PROMPT 1 -> Repeat the entries below exactly as they stand, from the start of the entries through the line that contains "[(299, 336), (862, 294), (752, 308)]", leaving the pictures out of your answer.

TEXT SHOWN ->
An Analysis of the Character of Michael Munding’s Work

An Analysis of the Character of Michael Munding’s Work

To classify Michael Munding as a painter, even a realistic painter, or a sculptor in the usual sense would not be appropriate because his work evades classification. Indeed, his work soon erraises the question whether it should even be considered part of the realm of art or the endeavor of an artist.

An important description of what he does would likely state the fact that his work is the realistic depiction of nothing unusual—things that can be found without even looking-, but that would confine it to just one level. At first glance what seems to be a simple, though saliant, quality with Munding is actually the result of complex reflexions upon human perception. Principle permeates his practice and he paints replicas of facsimiles. In other words, he copies imitations, paints the portrait of things so preselected and common that there’s no personal feeling left in them at all. Only the slight changes in scale, always enlargements, and the tiny modifications that suggest some private purpose of the artist, provide clues that Munding products are made by hand. That objects normally produced by machine like vacation ephemera and decorations can become original objects for imitation by a do-it-yourselfer is at the heart of Munding’s deliberations. His concept of workmanship seems founded upon a bottomless and constant need to reassure himself beyond a doubt that in an omnipotent world of regulation and standardization man can still arrange his surroundings to suit himself. Thus, in solitary manual labour he attains the appearance of perfection through an all-consuming process: investing an enormous amount of time and technical virtuosity while avoiding any trace of handwork. He paints his picture postcards with small brushes and lustruous colors on primed copperplates and then gives them several coats of shellack and a good polishing. For motifs and models he employs photographs, postcards and newspaper pictures, which, when duplicated in paint, convey an impression of reality at least as valid as that conveyed by the models themselves. Just as ironically as in exorably, Munding pursues the Re-Vision of a platonic idea about art: in the making of perfect, handcrafted reproductions (of reproductions..) it would be possible to regain an unprefabricated reality.

A further result of Munding’s reflections upon perception is his treatment of the surface: a high gloss shine turns it into a looking glass that throws the onlooker back, partially, upon himself. this effectively allows him to experience an awakening of the sense to beauty, and it occurs only after the work of art has been identified as the work of an artist and the onlooker has engaged himself in a dialogue. Thus, if it doesn’t involve the onlooker’s perception of himself, the perception of even the most realistic of picture-objects is faulty. If the onlooker is irritated by anything at all, it would likely be by the choice of motivs. These inevitably pose questions about the limits of taste that contain “art“.

Object point labels ->
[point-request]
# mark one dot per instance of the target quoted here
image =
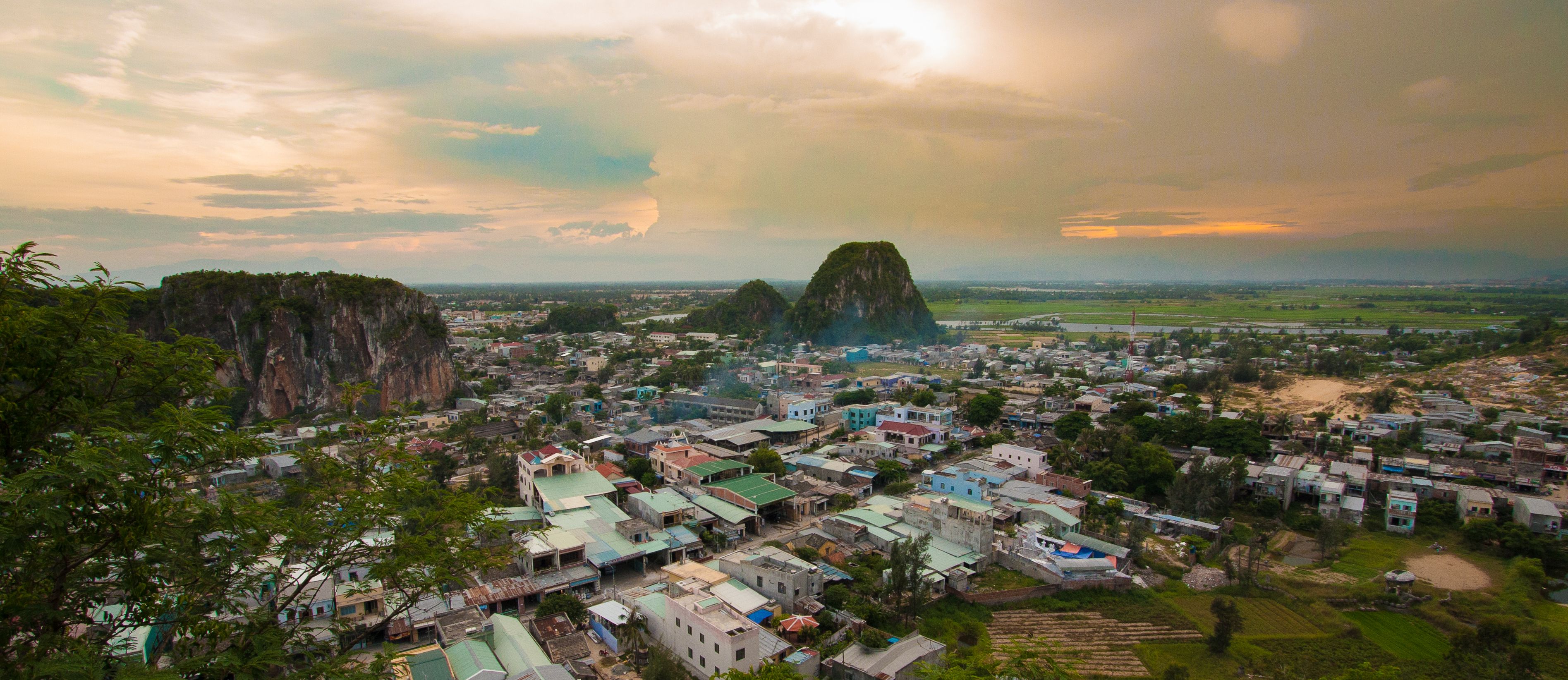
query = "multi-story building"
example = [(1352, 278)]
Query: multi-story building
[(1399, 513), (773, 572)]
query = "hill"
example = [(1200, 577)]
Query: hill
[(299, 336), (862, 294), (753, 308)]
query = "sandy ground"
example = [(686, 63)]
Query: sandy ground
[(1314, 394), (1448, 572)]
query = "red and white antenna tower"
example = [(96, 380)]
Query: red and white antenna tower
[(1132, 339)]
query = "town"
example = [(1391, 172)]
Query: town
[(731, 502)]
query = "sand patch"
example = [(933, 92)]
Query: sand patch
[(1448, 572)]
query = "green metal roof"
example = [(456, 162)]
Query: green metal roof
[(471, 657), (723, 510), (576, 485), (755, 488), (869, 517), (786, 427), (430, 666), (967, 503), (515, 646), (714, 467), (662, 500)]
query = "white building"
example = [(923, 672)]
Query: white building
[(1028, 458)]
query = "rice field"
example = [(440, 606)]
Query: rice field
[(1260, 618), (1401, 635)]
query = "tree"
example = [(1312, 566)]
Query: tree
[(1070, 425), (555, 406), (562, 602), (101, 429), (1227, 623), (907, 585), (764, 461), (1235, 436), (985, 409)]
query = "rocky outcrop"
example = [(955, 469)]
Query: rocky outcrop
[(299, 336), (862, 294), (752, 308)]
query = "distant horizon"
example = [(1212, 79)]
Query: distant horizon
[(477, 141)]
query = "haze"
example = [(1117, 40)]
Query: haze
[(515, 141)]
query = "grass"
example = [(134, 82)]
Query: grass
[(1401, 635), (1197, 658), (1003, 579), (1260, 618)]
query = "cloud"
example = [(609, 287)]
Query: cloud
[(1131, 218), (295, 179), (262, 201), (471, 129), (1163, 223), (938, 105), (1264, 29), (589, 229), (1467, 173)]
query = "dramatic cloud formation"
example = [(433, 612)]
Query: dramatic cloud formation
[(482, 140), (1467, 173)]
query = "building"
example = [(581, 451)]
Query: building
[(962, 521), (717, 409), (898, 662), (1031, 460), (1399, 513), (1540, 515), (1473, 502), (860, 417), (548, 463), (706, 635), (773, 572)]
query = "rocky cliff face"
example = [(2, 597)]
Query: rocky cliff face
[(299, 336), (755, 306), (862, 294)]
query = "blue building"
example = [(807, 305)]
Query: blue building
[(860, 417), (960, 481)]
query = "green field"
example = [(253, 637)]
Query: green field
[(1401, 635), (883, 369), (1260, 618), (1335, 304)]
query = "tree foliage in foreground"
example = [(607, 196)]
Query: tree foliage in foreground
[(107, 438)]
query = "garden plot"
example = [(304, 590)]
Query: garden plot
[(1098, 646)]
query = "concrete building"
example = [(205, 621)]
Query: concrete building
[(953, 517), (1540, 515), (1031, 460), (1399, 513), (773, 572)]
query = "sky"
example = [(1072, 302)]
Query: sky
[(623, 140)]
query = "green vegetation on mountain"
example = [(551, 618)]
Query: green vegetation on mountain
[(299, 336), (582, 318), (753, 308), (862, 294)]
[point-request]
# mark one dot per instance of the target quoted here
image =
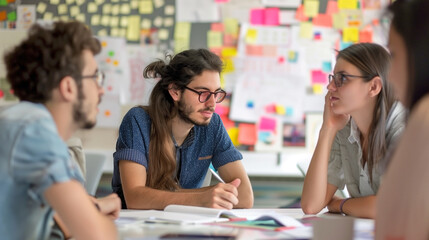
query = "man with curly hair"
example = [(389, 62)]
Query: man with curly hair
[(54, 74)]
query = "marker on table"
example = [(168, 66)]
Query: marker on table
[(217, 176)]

PROMPT 2 -> Rewrite the part of the essay on Michael Munding's work that starts with "To classify Michael" and goes on through "of an artist.", using "domain" in place of "realm".

RESPONSE 1 ->
[point-request]
# mark one dot per instance of the target quoted here
image =
query = "multi-story building"
example = [(1352, 278)]
Query: multi-story building
[(1399, 513), (773, 572)]
query = "hill"
example = [(1200, 577)]
Query: hill
[(299, 336), (862, 294), (753, 308)]
query = "sandy ground"
example = [(686, 63)]
Query: sandy ground
[(1314, 394), (1448, 572)]
query = "red and white antenna tower"
example = [(96, 380)]
Query: red and white antenna tower
[(1132, 339)]
query = "town"
example = [(1391, 172)]
Query: town
[(731, 502)]
query = "sand patch"
example = [(933, 92)]
Query: sand patch
[(1448, 572)]
query = "green metal roof"
example = [(456, 162)]
Query: green metal roof
[(471, 657), (723, 510), (576, 485), (755, 488), (869, 517), (786, 427), (430, 666), (967, 503), (515, 646), (714, 467), (662, 500)]
query = "white building"
example = [(923, 672)]
Query: white building
[(1028, 458)]
query = "rice field"
example = [(440, 606)]
Query: rice field
[(1260, 618), (1401, 635)]
query = "tree"
example = [(1312, 566)]
Query: tree
[(1070, 425), (555, 406), (562, 602), (101, 429), (1227, 623), (907, 585), (764, 461), (1235, 436), (985, 409)]
query = "rocky outcrop"
example = [(955, 469)]
Query: rocky outcrop
[(299, 336), (862, 294), (752, 308)]

RESPONSE 2 ->
To classify Michael Munding as a painter, even a realistic painter, or a sculptor in the usual sense would not be appropriate because his work evades classification. Indeed, his work soon erraises the question whether it should even be considered part of the domain of art or the endeavor of an artist.